The task: What follows is a set of entries. Give them again exactly, without the pictures.

[Image point grounding data]
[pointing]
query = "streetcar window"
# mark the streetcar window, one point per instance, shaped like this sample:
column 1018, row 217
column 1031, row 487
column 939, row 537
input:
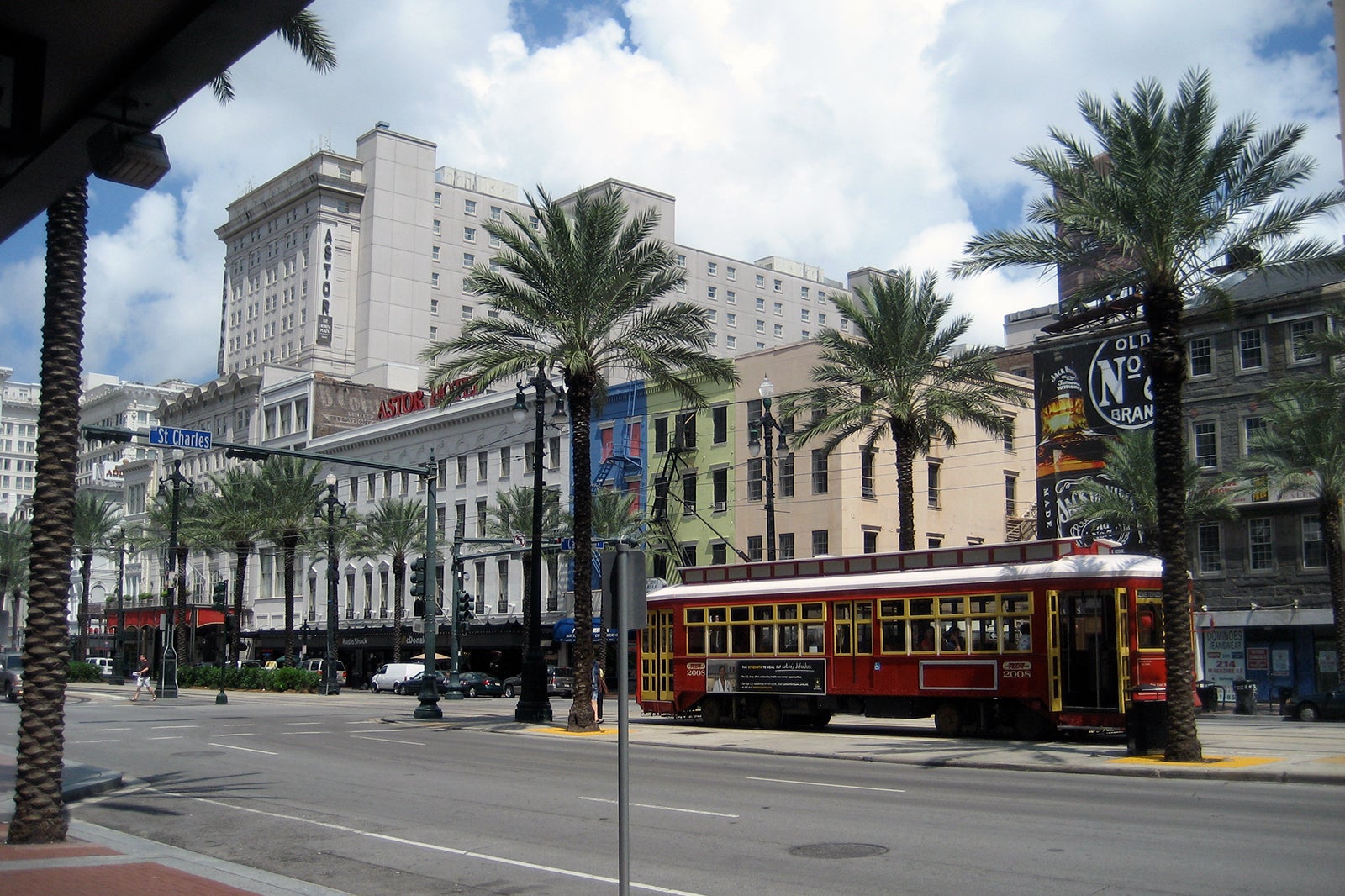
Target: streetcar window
column 696, row 642
column 1149, row 619
column 894, row 636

Task answer:
[pointing]
query = "streetcar window"
# mark the streetcar window, one point per instance, shaped like this sample:
column 1018, row 217
column 1031, row 487
column 939, row 537
input:
Target: streetcar window
column 696, row 642
column 1149, row 619
column 894, row 636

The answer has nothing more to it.